(Records from a data collection)
- - -

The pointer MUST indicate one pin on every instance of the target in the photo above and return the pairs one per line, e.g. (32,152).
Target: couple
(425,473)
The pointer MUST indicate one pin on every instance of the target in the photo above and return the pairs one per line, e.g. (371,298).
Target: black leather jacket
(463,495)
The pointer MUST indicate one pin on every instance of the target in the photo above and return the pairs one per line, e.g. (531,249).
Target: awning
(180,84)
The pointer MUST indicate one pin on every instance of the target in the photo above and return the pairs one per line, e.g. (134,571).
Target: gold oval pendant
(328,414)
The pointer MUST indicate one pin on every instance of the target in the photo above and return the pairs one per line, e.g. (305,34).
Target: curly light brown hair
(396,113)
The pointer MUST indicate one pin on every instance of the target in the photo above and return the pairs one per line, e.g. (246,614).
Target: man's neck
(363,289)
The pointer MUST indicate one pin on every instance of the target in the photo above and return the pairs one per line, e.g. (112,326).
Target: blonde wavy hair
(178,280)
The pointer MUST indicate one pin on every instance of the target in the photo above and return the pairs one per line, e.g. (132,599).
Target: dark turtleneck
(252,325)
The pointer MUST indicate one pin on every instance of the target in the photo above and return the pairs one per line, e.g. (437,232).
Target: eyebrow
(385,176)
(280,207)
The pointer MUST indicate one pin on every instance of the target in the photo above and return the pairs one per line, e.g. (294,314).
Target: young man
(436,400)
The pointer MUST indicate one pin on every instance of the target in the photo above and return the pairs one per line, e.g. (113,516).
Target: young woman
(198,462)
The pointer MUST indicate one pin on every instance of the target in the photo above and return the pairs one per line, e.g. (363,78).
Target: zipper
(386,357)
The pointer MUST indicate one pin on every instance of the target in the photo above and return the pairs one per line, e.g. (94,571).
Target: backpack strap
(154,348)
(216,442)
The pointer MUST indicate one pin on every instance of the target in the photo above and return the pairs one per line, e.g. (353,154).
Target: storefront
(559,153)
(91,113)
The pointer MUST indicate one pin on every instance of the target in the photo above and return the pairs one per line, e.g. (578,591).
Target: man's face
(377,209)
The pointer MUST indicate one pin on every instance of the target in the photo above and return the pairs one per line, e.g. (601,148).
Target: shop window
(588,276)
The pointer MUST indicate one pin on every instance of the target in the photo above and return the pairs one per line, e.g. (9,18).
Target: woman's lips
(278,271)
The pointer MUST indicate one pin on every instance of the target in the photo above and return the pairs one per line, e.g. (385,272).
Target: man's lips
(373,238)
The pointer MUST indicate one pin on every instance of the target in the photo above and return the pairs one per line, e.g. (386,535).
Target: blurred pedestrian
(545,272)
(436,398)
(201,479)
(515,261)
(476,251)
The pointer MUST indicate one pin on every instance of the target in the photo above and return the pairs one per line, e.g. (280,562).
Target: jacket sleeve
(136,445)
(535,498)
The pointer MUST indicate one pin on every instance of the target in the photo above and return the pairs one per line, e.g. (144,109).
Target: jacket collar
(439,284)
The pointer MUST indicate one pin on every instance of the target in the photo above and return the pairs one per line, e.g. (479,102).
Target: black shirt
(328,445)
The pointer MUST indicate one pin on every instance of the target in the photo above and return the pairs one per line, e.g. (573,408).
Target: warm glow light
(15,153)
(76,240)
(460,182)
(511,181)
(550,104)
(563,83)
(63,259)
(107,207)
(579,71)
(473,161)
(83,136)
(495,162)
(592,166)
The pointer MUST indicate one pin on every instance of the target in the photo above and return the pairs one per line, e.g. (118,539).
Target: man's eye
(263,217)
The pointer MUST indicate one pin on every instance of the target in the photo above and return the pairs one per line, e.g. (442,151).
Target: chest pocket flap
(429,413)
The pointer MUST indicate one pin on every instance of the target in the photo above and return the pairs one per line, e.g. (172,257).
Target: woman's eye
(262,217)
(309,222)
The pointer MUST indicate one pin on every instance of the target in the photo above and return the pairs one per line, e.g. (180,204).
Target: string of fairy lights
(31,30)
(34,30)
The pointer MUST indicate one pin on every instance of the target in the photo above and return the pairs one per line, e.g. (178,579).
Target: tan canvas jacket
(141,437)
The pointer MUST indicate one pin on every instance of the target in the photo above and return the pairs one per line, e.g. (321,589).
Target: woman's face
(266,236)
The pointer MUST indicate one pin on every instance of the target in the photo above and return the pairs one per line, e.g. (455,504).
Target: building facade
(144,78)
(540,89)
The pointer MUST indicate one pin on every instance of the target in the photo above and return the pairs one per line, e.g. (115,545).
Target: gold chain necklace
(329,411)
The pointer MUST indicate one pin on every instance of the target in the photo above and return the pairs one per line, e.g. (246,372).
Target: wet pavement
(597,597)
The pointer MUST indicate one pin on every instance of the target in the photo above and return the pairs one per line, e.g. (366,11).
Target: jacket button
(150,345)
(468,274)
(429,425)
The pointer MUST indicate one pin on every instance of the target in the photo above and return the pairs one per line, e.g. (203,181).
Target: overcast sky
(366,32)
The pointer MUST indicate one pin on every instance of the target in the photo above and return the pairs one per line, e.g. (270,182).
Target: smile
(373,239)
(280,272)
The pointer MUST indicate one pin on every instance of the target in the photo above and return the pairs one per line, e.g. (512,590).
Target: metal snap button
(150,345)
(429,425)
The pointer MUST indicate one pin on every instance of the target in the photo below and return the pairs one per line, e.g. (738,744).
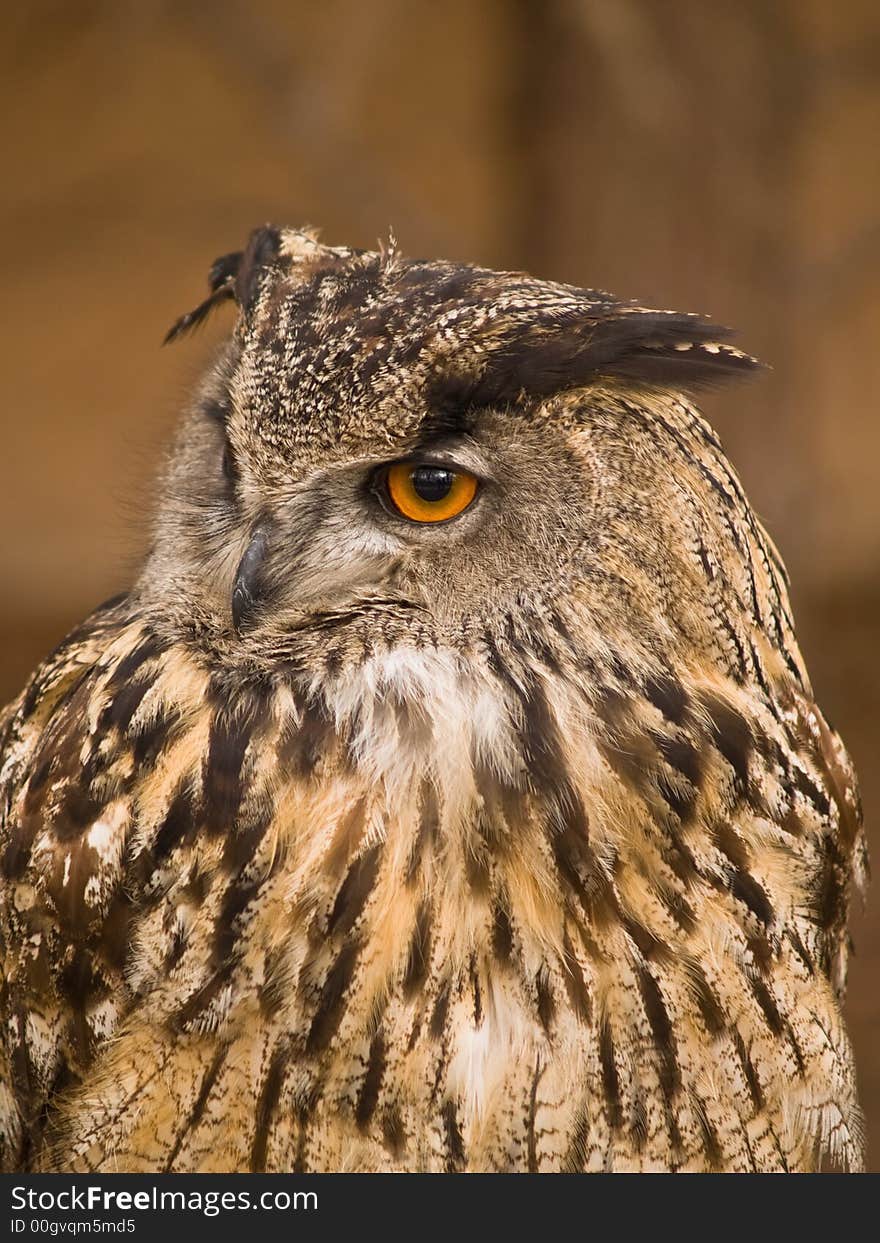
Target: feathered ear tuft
(236,276)
(618,341)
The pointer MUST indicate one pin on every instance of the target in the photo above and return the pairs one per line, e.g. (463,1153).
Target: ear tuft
(619,341)
(235,276)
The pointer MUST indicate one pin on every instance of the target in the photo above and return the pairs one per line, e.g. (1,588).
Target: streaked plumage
(517,843)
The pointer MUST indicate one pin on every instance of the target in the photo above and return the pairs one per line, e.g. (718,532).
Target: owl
(448,793)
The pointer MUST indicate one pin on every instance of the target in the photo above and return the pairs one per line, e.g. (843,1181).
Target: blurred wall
(692,153)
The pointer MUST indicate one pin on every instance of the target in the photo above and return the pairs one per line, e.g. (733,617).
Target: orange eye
(429,494)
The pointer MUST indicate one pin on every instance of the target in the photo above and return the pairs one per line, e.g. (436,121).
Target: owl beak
(247,589)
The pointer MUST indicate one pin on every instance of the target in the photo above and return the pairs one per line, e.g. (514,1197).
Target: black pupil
(431,482)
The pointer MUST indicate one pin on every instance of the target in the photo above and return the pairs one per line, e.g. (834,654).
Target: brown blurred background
(694,153)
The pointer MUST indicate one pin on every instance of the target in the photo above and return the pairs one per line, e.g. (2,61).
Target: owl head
(394,450)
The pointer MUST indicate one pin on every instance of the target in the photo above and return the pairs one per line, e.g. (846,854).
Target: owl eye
(424,492)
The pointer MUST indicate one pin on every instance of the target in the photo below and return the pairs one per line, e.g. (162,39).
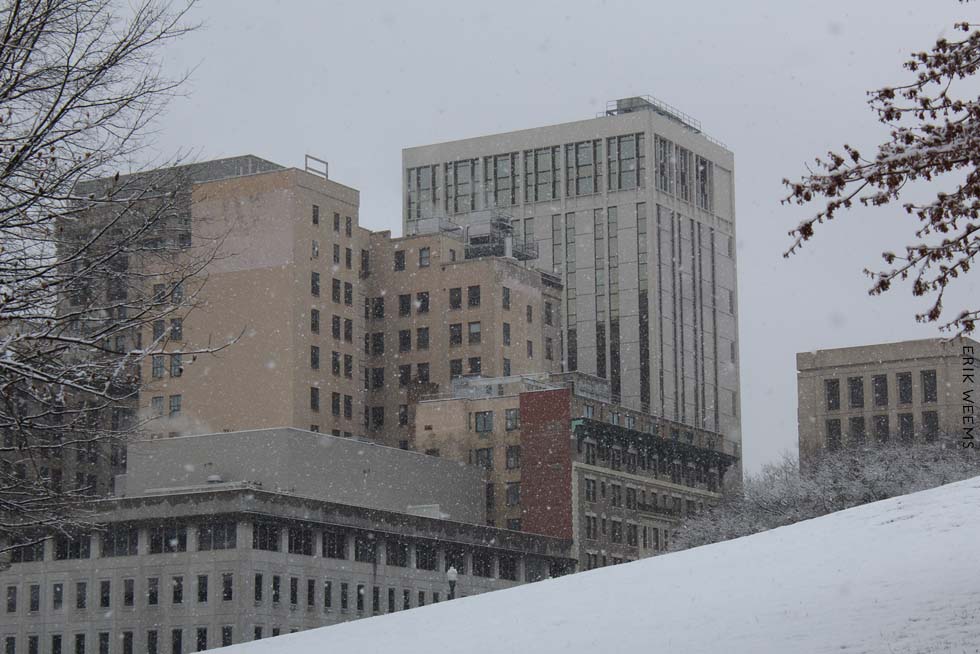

- - -

WORK TASK –
Above are the records; from them, give again exactly the lines from the one containing "line, e.g. (112,326)." to the one containing "line, e.g. (94,571).", both lines included, and nothing more.

SOLUTION TO THIS PROBLEM –
The pointer MUST indicate one pin on every instance of the target in the photo above and return the pairs one per line, e.g. (112,326).
Target: blonde wavy hair
(178,280)
The pointer MUST indicate one pin on every instance of the target in the photo above and return the pairs one per line, e.g. (132,599).
Target: dark turtleneck
(252,325)
The pointer MUST indicate one pin on every instance of the target in the photo above and return the pairs one per line, e.g. (437,232).
Target: eyebrow
(385,176)
(280,207)
The pointer MUST indicate one pin on every instance of the target in the photo above and return the pairs one per line, e.g. (294,314).
Target: young man
(436,400)
The pointer MUST indicate one pin on every instance of the target in the photo above and return the pairs one per line, e.g. (113,516).
Target: young woman
(198,462)
The pointer MUST indicate one pin on every instance of the target in the photo above and return the pairs one per line, e.g. (363,78).
Target: zipper
(386,357)
The pointer MUST indicate one pin on every instance of the target in the photo above and return the pairs one per line, e.g. (94,571).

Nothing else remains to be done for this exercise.